:: Records for this task ::

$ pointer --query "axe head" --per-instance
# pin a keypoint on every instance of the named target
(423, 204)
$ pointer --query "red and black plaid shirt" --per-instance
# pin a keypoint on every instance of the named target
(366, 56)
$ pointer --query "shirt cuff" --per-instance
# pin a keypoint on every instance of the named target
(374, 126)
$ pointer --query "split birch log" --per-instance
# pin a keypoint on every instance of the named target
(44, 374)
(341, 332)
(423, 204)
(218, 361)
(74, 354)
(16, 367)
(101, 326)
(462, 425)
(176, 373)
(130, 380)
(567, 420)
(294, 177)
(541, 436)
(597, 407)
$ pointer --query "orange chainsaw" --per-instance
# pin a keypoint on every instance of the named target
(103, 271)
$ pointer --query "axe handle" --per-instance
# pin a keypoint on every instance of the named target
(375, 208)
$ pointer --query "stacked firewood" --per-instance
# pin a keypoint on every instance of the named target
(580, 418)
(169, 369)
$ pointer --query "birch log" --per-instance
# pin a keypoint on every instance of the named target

:::

What the exercise asks: Convert every line of the items above into a JSON list of strings, one string per line, skipping any blank lines.

The completed task:
[
  "$ pointer --query \"axe head\" --per-instance",
  "# pin a keypoint on every instance of the named target",
  "(423, 204)",
  "$ pointer --query \"red and black plaid shirt\" --per-instance",
  "# pin a keypoint on every instance of the named target",
  "(366, 56)",
  "$ pointer --query \"shirt cuff\" --per-instance",
  "# pin a keypoint on every instance of the named target",
  "(374, 126)",
  "$ pointer --query \"split birch log\" --per-instance",
  "# pin a keypoint on every instance of the named target",
  "(44, 374)",
  "(341, 332)",
  "(423, 204)",
  "(218, 361)",
  "(74, 354)",
  "(16, 367)",
  "(101, 326)",
  "(462, 425)",
  "(176, 373)",
  "(130, 380)",
  "(567, 420)",
  "(294, 177)",
  "(541, 436)",
  "(597, 407)",
  "$ pointer --query \"orange chainsaw\" --per-instance",
  "# pin a keypoint on every instance of the named target",
  "(103, 271)",
  "$ pointer --query \"axe handle\" --per-instance",
  "# pin a keypoint on every instance of the named target",
  "(375, 208)",
  "$ pointer --query \"stacked firewood\" --per-instance",
  "# pin a keypoint on every instance of the named target",
  "(580, 418)",
  "(169, 369)",
  "$ pointer --query \"birch log\" --per-instance",
  "# pin a keypoint on every instance of the named target"
]